Perlovsky (2013, p. 2) then continues: “Why have researchers of CD theory … not noticed this contradiction between its fundamental premise and the fact of human evolution?”

In the following, I attempt to respond to these questions regarding the compatibility between CD and human (cultural) evolution. First, it should be noted that Perlovsky’s account of CD is not entirely fair, since at least according to Festinger (1957) original conception, CD can lead to direct learning (a smoker might reduce dissonance by quitting the habit, and a picnicker can and often will seek shelter from rain). Yet I also argue that CD and evolution only contradict if we make the tacit assumption that more information is better for behaving successfully in the world. However, as recent advances in ecological rationality suggest (see, e.g., Marewski et al., 2010; Todd and Gigerenzer, 2012), this is not always a justifiable assumption at all, since agents in the real world “less” information is often “more.” Representing the PP perspective, I believe Van de Cruys et al. (2014, p. 1) make a valid point here: “The complex, fluctuating nature of regularities in the world and the stochastic and noisy biological system through which people experience it require that, in the real world, people not only learn from their errors but also need to (meta-)learn to sometimes ignore errors.” Perhaps the conservative reactions to CD are then exactly this kind of “meta-learning,” or in (Bateson’s (1972) cybernetic terms “deutero-learning” or “second-order learning,” which help us to selectively ignore prediction errors and thus prevent overfitting. While this strategy sometimes fails miserably, in the long term it might be effective.⁸

Returning to Perlovsky (2013) concerns, it seems that they are strongly related to the so-called “darkened room puzzle” discussed in PP literature (Clark, 2016), pp. 262–265; Friston et al., 2012; Allen and Friston, 2018). The puzzle follows: Should not a “hapless prediction-driven” and error-reducing (or, for the present purpose, dissonance-reducing) organism seek out easily predicted states, “such as an empty darkened room in which to spend the remainder of its increasingly hungry, thirsty and depressing days”? Do not the “hallmarks of human evolution” (Perlovsky, 2013, p. 1) stand starkly in contrast to this? What about cultural evolution, play, exploration, and attractions of novelty (Clark, 2016, p. 262; Clark, 2017a)? The answer to the puzzle lies in the relational, cultural and contextual nature of concepts such as prediction error or dissonance. Even though it might seem like organisms such as ours might experience less “prediction error” in a dark corner in the everyday sense of the word, this would in fact be highly error-inducing, since active organisms such as humans take moving about and exploring as a baseline for predicting everyday experiences. Therefore, being stuck in an empty darkened room would be very surprising and induce high levels of prediction error – or dissonance – and we thus actively avoid such states. Thus, the PP treatment of dissonance hardly characterizes it as “A Challenge to Human Evolution,” as Perlovsky (2013) conspicuous title suggests. Rather, dissonance reduction and the associated information-discarding emerge as fundamental requirements for life in a noisy and uncertain world.

Exercise prompt -
Please answer these questions from the passage on cognitive dissonance and human evolution:
1. In Festinger's original conception, as the passage describes it, what might a smoker do to reduce dissonance?
2. Which work does the passage quote as representing the PP perspective?
3. What puzzle from the PP literature does the passage connect to Perlovsky's concerns?
The material that comes next has no connection to the passage on cognitive dissonance.

Input data -

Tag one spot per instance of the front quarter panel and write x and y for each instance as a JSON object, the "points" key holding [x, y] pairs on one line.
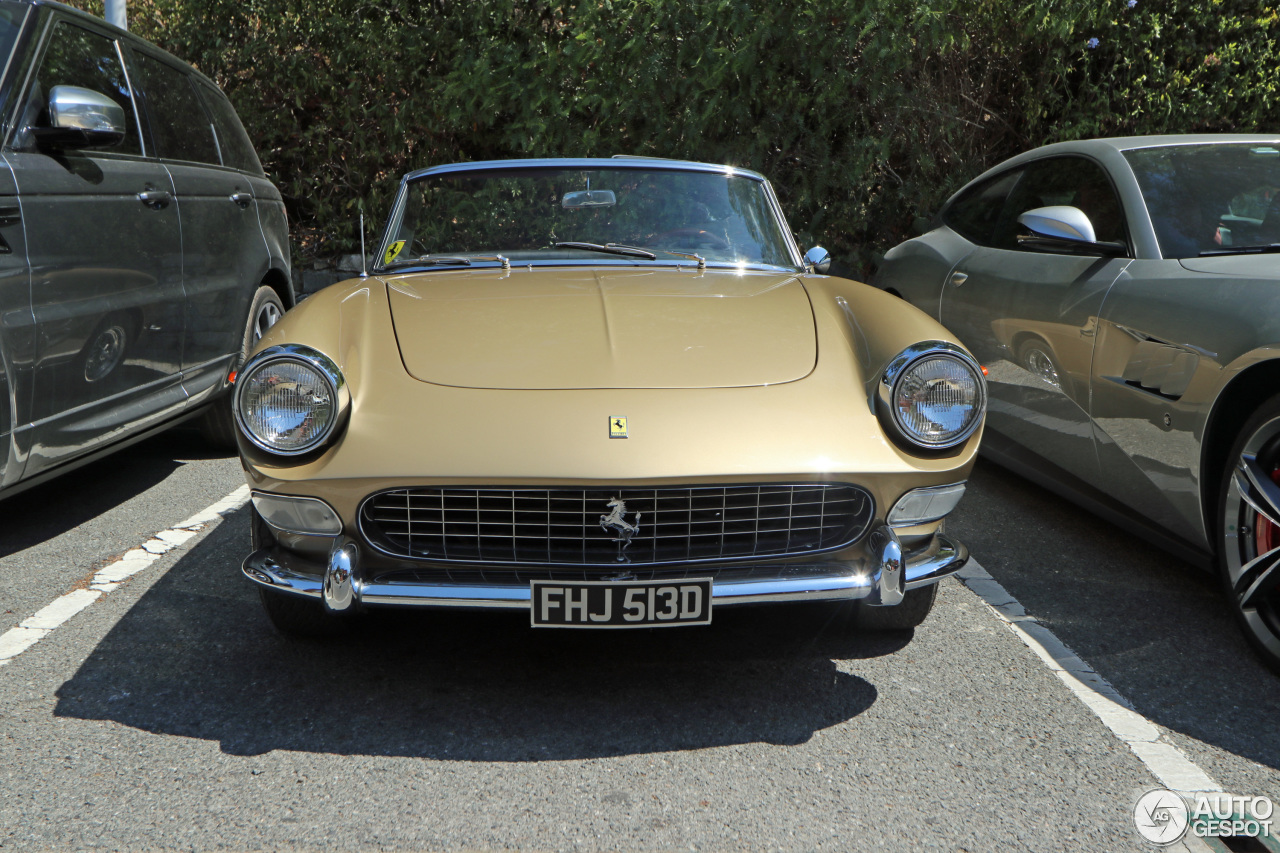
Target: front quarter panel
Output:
{"points": [[918, 268]]}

Task response -
1. Quit the habit.
2. Van de Cruys et al. (2014).
3. The "darkened room puzzle."